What is expected:
Find the line that contains "Would you be able to locate the roof"; then retype it and each line after it, exactly, through the final line of the data below.

Region pointing data:

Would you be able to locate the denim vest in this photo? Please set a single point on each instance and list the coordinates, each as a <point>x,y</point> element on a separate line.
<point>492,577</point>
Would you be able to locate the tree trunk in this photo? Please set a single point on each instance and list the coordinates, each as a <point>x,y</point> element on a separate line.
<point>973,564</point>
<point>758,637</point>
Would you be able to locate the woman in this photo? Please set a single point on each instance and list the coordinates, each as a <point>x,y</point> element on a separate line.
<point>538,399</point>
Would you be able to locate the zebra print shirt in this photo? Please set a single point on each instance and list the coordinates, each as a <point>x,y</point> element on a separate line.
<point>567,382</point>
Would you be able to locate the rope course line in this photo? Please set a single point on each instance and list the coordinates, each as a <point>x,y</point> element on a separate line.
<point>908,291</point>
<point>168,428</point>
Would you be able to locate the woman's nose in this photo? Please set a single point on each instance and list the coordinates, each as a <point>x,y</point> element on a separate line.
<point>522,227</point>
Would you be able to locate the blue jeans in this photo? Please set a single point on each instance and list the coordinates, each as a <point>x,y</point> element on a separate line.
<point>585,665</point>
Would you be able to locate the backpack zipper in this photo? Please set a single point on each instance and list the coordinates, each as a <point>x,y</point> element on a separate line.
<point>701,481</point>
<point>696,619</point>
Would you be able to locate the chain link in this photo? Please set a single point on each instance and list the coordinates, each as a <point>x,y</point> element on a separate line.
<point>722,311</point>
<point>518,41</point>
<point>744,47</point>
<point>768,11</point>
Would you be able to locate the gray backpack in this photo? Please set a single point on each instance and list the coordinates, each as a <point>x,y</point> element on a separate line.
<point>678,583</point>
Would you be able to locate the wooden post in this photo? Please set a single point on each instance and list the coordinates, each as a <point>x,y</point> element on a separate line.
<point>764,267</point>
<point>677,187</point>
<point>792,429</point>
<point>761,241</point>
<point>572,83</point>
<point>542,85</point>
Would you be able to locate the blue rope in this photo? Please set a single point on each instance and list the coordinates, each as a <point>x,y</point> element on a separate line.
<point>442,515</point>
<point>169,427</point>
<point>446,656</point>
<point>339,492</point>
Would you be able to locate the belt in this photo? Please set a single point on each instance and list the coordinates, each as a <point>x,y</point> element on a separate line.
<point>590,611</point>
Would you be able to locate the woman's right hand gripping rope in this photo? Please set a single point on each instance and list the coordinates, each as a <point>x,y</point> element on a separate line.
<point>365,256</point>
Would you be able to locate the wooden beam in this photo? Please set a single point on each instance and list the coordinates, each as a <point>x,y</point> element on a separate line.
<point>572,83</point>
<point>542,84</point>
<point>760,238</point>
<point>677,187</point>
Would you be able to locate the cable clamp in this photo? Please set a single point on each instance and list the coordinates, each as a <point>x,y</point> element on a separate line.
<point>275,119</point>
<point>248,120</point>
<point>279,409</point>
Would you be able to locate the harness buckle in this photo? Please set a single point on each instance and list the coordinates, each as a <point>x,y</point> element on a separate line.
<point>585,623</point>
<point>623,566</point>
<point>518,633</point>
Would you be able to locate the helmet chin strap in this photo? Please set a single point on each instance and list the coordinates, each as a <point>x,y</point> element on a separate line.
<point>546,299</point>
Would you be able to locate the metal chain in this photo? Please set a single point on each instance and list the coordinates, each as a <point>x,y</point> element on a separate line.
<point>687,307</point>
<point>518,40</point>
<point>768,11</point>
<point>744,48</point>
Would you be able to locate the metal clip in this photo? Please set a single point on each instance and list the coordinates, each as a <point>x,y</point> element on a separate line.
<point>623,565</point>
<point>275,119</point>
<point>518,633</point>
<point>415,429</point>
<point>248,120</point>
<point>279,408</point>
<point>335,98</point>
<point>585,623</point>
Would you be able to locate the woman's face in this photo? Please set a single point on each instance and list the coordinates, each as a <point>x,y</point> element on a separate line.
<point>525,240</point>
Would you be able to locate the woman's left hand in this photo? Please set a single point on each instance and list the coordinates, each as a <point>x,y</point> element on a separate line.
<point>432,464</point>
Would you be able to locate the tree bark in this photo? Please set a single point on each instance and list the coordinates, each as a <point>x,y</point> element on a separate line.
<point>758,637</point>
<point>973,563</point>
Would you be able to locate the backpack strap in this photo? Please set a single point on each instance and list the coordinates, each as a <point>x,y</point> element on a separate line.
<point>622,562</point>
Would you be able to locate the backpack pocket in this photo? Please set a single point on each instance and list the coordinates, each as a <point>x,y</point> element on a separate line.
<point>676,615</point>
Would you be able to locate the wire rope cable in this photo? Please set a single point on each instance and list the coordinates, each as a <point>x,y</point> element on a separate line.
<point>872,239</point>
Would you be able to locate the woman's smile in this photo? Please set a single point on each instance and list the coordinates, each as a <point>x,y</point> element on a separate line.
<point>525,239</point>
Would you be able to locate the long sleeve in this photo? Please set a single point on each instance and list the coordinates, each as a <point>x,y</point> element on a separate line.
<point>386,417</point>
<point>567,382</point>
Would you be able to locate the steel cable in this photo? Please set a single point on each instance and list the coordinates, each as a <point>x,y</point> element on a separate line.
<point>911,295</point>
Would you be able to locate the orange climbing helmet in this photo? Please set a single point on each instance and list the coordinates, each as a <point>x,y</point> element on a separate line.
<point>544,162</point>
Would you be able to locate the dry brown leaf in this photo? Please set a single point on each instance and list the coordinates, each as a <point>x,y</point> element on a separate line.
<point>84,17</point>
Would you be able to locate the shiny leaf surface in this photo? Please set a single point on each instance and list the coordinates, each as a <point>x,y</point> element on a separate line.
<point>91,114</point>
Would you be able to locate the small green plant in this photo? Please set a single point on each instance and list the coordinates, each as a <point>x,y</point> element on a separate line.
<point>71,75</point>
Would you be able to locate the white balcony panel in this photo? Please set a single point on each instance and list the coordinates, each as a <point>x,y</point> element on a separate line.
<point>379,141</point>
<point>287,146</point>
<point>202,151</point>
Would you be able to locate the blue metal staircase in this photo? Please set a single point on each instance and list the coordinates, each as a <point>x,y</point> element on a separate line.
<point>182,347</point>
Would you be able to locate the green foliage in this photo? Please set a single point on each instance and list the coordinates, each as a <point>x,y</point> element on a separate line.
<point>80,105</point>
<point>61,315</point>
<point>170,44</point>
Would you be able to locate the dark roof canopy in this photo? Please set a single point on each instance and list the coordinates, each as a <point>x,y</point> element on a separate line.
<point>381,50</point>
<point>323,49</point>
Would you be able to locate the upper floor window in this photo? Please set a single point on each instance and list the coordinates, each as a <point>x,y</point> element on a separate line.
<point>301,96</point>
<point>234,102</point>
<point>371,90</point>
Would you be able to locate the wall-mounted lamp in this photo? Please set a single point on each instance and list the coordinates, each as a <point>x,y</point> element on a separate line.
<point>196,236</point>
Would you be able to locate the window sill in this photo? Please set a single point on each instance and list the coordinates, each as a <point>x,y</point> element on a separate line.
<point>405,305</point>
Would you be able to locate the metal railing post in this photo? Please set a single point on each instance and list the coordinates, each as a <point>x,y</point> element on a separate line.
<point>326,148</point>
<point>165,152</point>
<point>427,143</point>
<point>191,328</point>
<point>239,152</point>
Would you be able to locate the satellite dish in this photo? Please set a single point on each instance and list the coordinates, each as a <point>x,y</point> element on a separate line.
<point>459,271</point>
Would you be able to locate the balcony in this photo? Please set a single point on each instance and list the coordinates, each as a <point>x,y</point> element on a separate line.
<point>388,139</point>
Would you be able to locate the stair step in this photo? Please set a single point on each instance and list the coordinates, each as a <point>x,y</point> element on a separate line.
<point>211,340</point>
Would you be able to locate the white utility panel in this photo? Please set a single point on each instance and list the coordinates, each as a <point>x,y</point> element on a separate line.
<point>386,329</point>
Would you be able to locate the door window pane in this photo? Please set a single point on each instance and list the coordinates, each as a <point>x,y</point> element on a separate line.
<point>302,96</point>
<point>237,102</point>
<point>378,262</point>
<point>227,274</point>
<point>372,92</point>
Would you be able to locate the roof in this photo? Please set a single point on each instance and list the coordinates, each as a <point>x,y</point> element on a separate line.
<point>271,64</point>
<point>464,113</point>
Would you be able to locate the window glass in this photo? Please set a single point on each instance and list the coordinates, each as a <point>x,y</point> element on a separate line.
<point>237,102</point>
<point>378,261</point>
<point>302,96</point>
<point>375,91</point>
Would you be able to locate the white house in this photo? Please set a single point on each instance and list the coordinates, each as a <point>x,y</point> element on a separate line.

Answer space:
Would you be able to locate the roof in this photo? Please set a single point on each instance and list the coordinates, each as a <point>x,y</point> element on a separate line.
<point>271,64</point>
<point>464,113</point>
Would you be able to locate the window glass in this photo? Please set a single point on each instance and list the coordinates, each as a <point>x,y</point> element on a separate line.
<point>237,102</point>
<point>378,261</point>
<point>302,96</point>
<point>375,91</point>
Would you be able to locate the white house in this photo? Please set a single point on each instance and list the coordinates, each as a <point>x,y</point> element on a separate line.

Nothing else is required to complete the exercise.